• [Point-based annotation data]
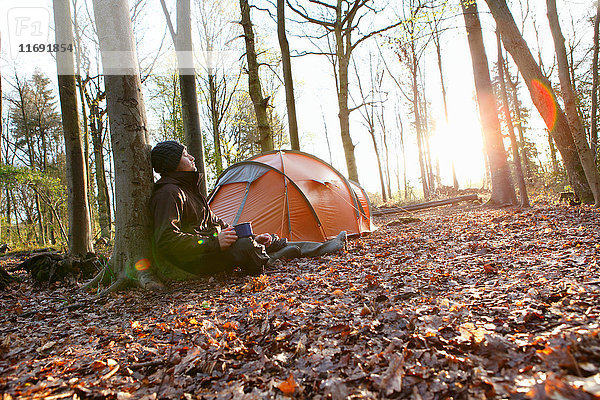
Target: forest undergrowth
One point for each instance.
(457, 302)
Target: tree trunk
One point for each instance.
(343, 59)
(594, 110)
(187, 87)
(577, 130)
(381, 178)
(418, 124)
(1, 137)
(511, 129)
(438, 49)
(502, 188)
(103, 199)
(129, 137)
(214, 116)
(86, 134)
(287, 76)
(542, 96)
(260, 103)
(80, 237)
(553, 158)
(517, 112)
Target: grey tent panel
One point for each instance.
(246, 173)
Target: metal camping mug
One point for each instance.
(243, 230)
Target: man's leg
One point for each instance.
(311, 249)
(248, 255)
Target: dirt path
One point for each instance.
(462, 303)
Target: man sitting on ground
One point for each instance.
(190, 236)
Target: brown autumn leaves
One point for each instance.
(463, 303)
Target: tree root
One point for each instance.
(143, 279)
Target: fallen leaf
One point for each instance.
(288, 386)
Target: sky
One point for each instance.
(31, 21)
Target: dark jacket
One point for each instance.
(185, 229)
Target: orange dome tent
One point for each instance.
(292, 194)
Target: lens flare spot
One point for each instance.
(142, 264)
(548, 108)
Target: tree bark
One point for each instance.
(568, 95)
(542, 96)
(129, 137)
(511, 129)
(517, 112)
(342, 44)
(214, 116)
(80, 232)
(254, 87)
(187, 87)
(103, 199)
(287, 76)
(438, 49)
(594, 108)
(418, 123)
(502, 188)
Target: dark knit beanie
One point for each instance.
(166, 155)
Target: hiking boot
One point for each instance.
(285, 252)
(276, 244)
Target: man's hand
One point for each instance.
(264, 239)
(226, 238)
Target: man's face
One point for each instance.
(187, 162)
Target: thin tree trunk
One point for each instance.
(86, 135)
(1, 137)
(381, 178)
(214, 116)
(342, 50)
(103, 199)
(502, 187)
(187, 88)
(254, 87)
(327, 138)
(517, 112)
(543, 97)
(436, 40)
(129, 137)
(431, 173)
(287, 76)
(568, 95)
(594, 110)
(511, 129)
(553, 159)
(418, 124)
(80, 237)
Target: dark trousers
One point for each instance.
(245, 254)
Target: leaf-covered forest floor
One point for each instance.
(456, 302)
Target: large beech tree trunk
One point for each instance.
(260, 103)
(502, 188)
(287, 76)
(585, 154)
(542, 96)
(80, 232)
(509, 125)
(129, 139)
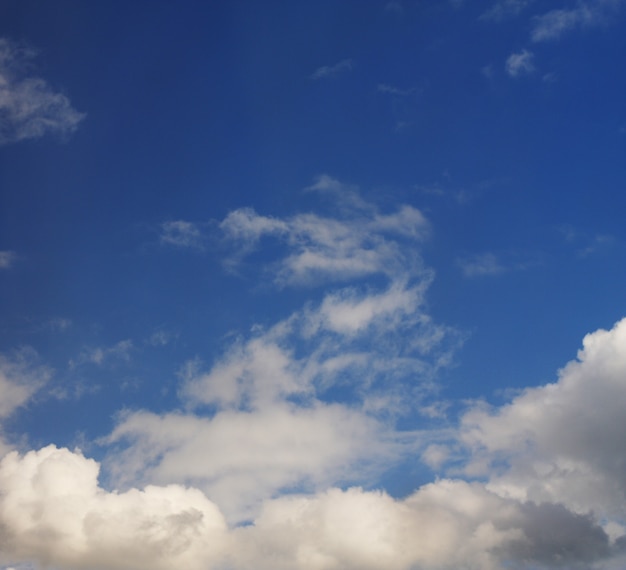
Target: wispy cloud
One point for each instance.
(331, 70)
(324, 248)
(7, 258)
(552, 25)
(101, 355)
(21, 376)
(278, 396)
(488, 263)
(520, 63)
(481, 264)
(29, 107)
(182, 233)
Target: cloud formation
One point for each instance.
(29, 107)
(181, 233)
(555, 23)
(520, 63)
(330, 70)
(53, 512)
(280, 395)
(259, 465)
(561, 442)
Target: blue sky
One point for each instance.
(312, 285)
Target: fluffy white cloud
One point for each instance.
(240, 458)
(563, 442)
(520, 63)
(53, 512)
(552, 25)
(313, 399)
(29, 108)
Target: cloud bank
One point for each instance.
(272, 458)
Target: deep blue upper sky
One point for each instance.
(506, 129)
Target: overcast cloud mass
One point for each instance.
(315, 287)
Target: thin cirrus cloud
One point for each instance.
(181, 233)
(266, 435)
(29, 106)
(532, 511)
(326, 71)
(555, 23)
(326, 249)
(101, 355)
(282, 390)
(481, 264)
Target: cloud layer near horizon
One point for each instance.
(267, 435)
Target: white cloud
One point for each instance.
(552, 25)
(361, 242)
(6, 259)
(562, 442)
(54, 513)
(20, 377)
(101, 355)
(520, 63)
(271, 413)
(181, 233)
(29, 108)
(240, 457)
(331, 70)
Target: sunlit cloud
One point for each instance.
(555, 23)
(521, 63)
(29, 107)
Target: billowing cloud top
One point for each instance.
(268, 463)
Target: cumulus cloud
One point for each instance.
(504, 9)
(331, 70)
(29, 107)
(561, 442)
(54, 513)
(312, 399)
(256, 467)
(555, 23)
(520, 63)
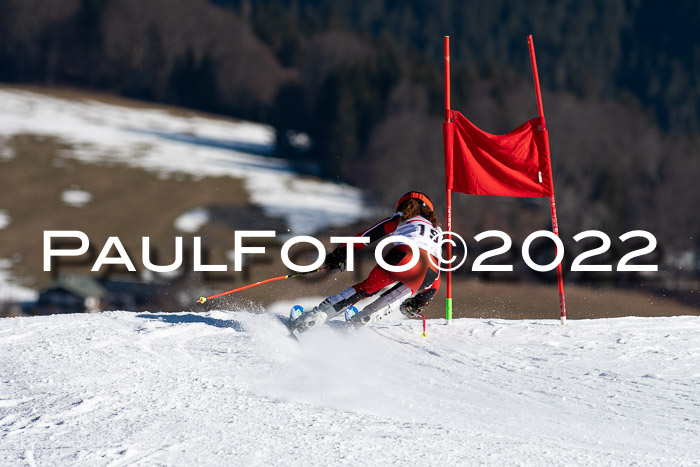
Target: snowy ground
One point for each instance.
(231, 388)
(169, 144)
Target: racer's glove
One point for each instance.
(410, 308)
(335, 260)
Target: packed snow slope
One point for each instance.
(232, 388)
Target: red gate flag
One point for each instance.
(514, 164)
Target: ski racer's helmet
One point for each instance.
(422, 199)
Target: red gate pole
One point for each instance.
(552, 205)
(448, 148)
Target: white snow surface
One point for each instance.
(76, 197)
(169, 144)
(192, 220)
(232, 388)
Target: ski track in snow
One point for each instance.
(232, 388)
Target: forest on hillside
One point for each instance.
(365, 81)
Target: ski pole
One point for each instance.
(272, 279)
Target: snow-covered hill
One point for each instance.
(232, 388)
(168, 143)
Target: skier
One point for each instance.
(414, 219)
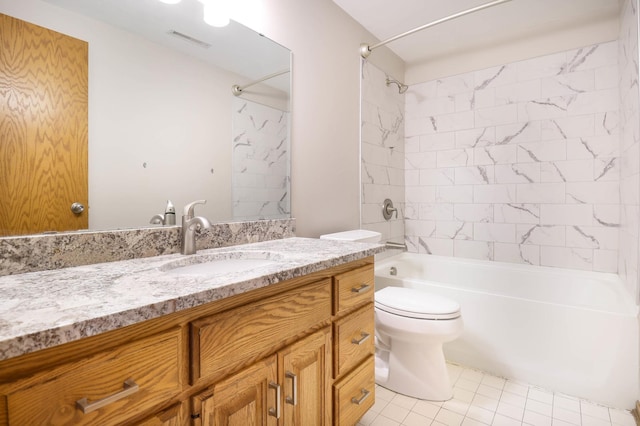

• [Set problem] Output every line of the records above as a JSON list of strings, one string per line, with blank lines and the pictures left out.

• [Result of this task]
[
  "Target: forest undergrowth",
  "One point for each instance.",
  "(457, 302)",
  "Target: tree trunk",
  "One point for each instance.",
  "(343, 59)",
  "(594, 110)",
  "(187, 87)",
  "(577, 130)",
  "(381, 178)",
  "(418, 124)",
  "(1, 137)",
  "(511, 129)",
  "(438, 49)",
  "(502, 188)",
  "(103, 199)",
  "(129, 137)",
  "(214, 116)",
  "(86, 134)",
  "(287, 76)",
  "(542, 96)",
  "(260, 103)",
  "(80, 237)",
  "(553, 158)",
  "(517, 112)",
  "Target: grey tent panel",
  "One point for each instance.",
  "(246, 173)",
  "Target: metal camping mug",
  "One point for each instance.",
  "(243, 230)",
  "Target: man's leg",
  "One point for each instance.",
  "(311, 249)",
  "(248, 255)",
  "Target: dirt path",
  "One point for each instance.",
  "(462, 303)",
  "Target: man sitting on ground",
  "One point for each instance.",
  "(190, 236)",
  "Target: brown autumn leaves",
  "One point for each instance.",
  "(463, 303)",
  "Target: tree root",
  "One point for each instance.",
  "(143, 279)",
  "Target: fallen leaf",
  "One point for each instance.",
  "(288, 386)",
  "Target: sky",
  "One point for each instance.",
  "(31, 21)",
  "Target: dark jacket",
  "One point for each instance.",
  "(185, 229)",
  "Target: orange dome tent",
  "One point for each instance.",
  "(292, 194)",
  "Target: lens flare spot",
  "One point for each instance.",
  "(142, 264)",
  "(548, 108)",
  "Target: tree bark",
  "One point for each instance.",
  "(568, 95)",
  "(542, 96)",
  "(129, 137)",
  "(511, 129)",
  "(517, 112)",
  "(342, 44)",
  "(214, 116)",
  "(80, 232)",
  "(254, 87)",
  "(187, 87)",
  "(103, 199)",
  "(287, 76)",
  "(438, 49)",
  "(594, 108)",
  "(418, 123)",
  "(502, 188)",
  "Target: dark knit beanie",
  "One point for each instance.",
  "(166, 155)",
  "Target: hiking boot",
  "One point for each instance.",
  "(285, 252)",
  "(276, 244)",
  "Target: man's hand",
  "One point for each instance.",
  "(264, 239)",
  "(226, 238)",
  "Target: man's face",
  "One point for each instance.",
  "(187, 162)",
  "Target: thin tree trunk",
  "One point for each instance.",
  "(86, 135)",
  "(1, 137)",
  "(381, 178)",
  "(214, 116)",
  "(342, 50)",
  "(103, 199)",
  "(502, 187)",
  "(187, 88)",
  "(254, 87)",
  "(327, 138)",
  "(517, 112)",
  "(543, 97)",
  "(436, 40)",
  "(129, 137)",
  "(431, 173)",
  "(287, 76)",
  "(568, 95)",
  "(594, 110)",
  "(511, 129)",
  "(553, 159)",
  "(418, 124)",
  "(80, 237)",
  "Target: dark trousers",
  "One point for each instance.",
  "(245, 254)",
  "Target: leaf-covered forest floor",
  "One point for each instance.",
  "(456, 302)",
  "Target: large beech tree trunk",
  "One point for each instance.",
  "(260, 103)",
  "(502, 188)",
  "(287, 76)",
  "(585, 154)",
  "(542, 96)",
  "(80, 232)",
  "(509, 125)",
  "(129, 139)",
  "Target: wispy cloud",
  "One point for each instance.",
  "(331, 70)",
  "(324, 248)",
  "(7, 258)",
  "(552, 25)",
  "(101, 355)",
  "(21, 376)",
  "(278, 396)",
  "(488, 263)",
  "(520, 63)",
  "(481, 264)",
  "(29, 107)",
  "(182, 233)",
  "Target: cloud formation",
  "One point for each instance.",
  "(29, 107)",
  "(181, 233)",
  "(555, 23)",
  "(520, 63)",
  "(330, 70)",
  "(53, 512)",
  "(280, 395)",
  "(259, 465)",
  "(561, 442)",
  "Target: blue sky",
  "One point for each instance.",
  "(312, 285)",
  "Target: fluffy white cloud",
  "One point for each instance.",
  "(240, 458)",
  "(563, 442)",
  "(520, 63)",
  "(53, 512)",
  "(552, 25)",
  "(313, 399)",
  "(29, 108)",
  "Target: cloud bank",
  "One point for each instance.",
  "(272, 458)",
  "Target: deep blue upper sky",
  "One point for each instance.",
  "(506, 129)",
  "Target: overcast cloud mass",
  "One point for each instance.",
  "(315, 287)",
  "Target: thin cirrus cloud",
  "One point for each instance.",
  "(181, 233)",
  "(266, 435)",
  "(29, 106)",
  "(532, 511)",
  "(326, 71)",
  "(555, 23)",
  "(326, 249)",
  "(101, 355)",
  "(282, 390)",
  "(481, 264)",
  "Target: cloud layer near horizon",
  "One point for each instance.",
  "(267, 435)",
  "Target: white cloud",
  "One point for each instance.",
  "(552, 25)",
  "(361, 242)",
  "(6, 259)",
  "(562, 442)",
  "(54, 513)",
  "(20, 377)",
  "(101, 355)",
  "(520, 63)",
  "(271, 413)",
  "(181, 233)",
  "(29, 108)",
  "(240, 457)",
  "(331, 70)",
  "Target: sunlit cloud",
  "One point for each instance.",
  "(555, 23)",
  "(521, 63)",
  "(29, 107)",
  "Target: billowing cloud top",
  "One point for each instance.",
  "(268, 463)",
  "Target: cumulus cloud",
  "One point for each instance.",
  "(504, 9)",
  "(331, 70)",
  "(29, 107)",
  "(561, 442)",
  "(54, 513)",
  "(312, 399)",
  "(256, 467)",
  "(555, 23)",
  "(520, 63)",
  "Target: snowy ground",
  "One point for each instance.",
  "(231, 388)",
  "(169, 144)",
  "Target: racer's glove",
  "One point for each instance.",
  "(410, 308)",
  "(335, 260)",
  "Target: packed snow slope",
  "One point for each instance.",
  "(232, 388)",
  "Target: red gate flag",
  "One point for each instance.",
  "(514, 164)",
  "Target: ski racer's helmet",
  "One point for each instance.",
  "(422, 199)",
  "Target: red gate pole",
  "One point for each instance.",
  "(552, 205)",
  "(448, 148)",
  "Target: white snow surface",
  "One point for each instance.",
  "(76, 197)",
  "(169, 144)",
  "(192, 220)",
  "(232, 388)",
  "Target: ski track in snow",
  "One point for each instance.",
  "(232, 388)",
  "Target: forest on hillside",
  "One point for each instance.",
  "(365, 81)",
  "Target: ski pole",
  "One point for each instance.",
  "(272, 279)",
  "Target: snow-covered hill",
  "One point for each instance.",
  "(232, 388)",
  "(168, 143)",
  "Target: skier",
  "One point for each instance.",
  "(414, 219)"
]